To be done →
1) Check each statement against the riddle dialogue and mark it yes or no, quoting the exact words of the riddle dialogue that decide it. (a) The riddle compares a raven to a writing desk. (b) One speaker guesses that the date is the 5th. (c) The reply to the guess says it is two days off.
2) Resume the riddle dialogue after its last line, keeping its short exchanges and blank-line spacing.

Text excerpt →
──────

It's laid for a great many more
than three.

Why is a raven
like a writing desk?

Lovely!..Riddles!

I believe I can guess that!

Do you think you can find out
the answer to it?

Exactly, sir!

Then you should say what you mean!

I do...at least I mean what I say...

That's the same thing, you know.

Not the same thing,
a bit, you fool!

You might just as well say...

"I see what I eat"
is the same thing as

"I eat what I see."

You MIGHT just as well say that...

"I like what I get"...

Is the same as
"I get what I like."

What day of the month is it?

What day of the month is it?!

What?

You stupid half-wit!

Ugly old hag!

You should be dead.

Dead!

Dead...

I think it's the 4th.

The 4th?..the 4th?..the 4th?

You're 2 days wrong!..
Wrong! Wrong!

Wrong!

Wrong! Wrong! Wrong!

I told you butter
wouldn't suit the works.

──────

Available data →
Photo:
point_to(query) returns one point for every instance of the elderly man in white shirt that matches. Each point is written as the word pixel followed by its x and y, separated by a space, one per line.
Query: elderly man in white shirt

──────

Outputs for the tasks →
1)
(a) Yes: "Why is a raven like a writing desk?"
(b) No: "I think it's the 4th."
(c) Yes: "You're 2 days wrong!.."

2)
But it WAS the best butter...
The best.

There must be some crumbs in it!..

...shouted the Mad Hatter,
shaking the watch...

...very, very angrily.

I say old chap, I really think
we ought to eat something, you know.

Time for the buns!

"What a funny watch," said Alice.

"Why?"

It tells the day of the month
and not what o'clock it is.

Meanwhile...

...to wake the Dormouse...

...the Hatter poured a little tea
upon its nose.

Hot tea.

Stop it! Stop!

Hot! Hot!

Oh, it's bloomin' hot, that tea!

Have you guessed the riddle yet?

No, I give up.

What's the answer?

I haven't the faintest idea.

Nor I!

Well, I think you should do something
more with the time, than waste it...

...in asking riddles
that have no answers...

...Riddles that...

Wasting time...

Do you mean...
you've never even spoken to Time?

- No.
- But she knows how to BEAT time.

When I play music.

That accounts for it, Alice.

He won't stand beating, you know!

He's a very sensitive fellow.

In story, that is.

Yes, Mr Dodgson...

In a story.

I'm not keeping you?

Well, old chap...some of us think
it's time we had some tea, ourselves.

I'm so sorry!

I'm so enjoying the Mad Hatter
and the March Hare.

I WISH they were real.

Mrs Hargreaves speaking.

Yes...

I beg your pardon?

I don't understand...

A broadcast?

You see...5 minutes...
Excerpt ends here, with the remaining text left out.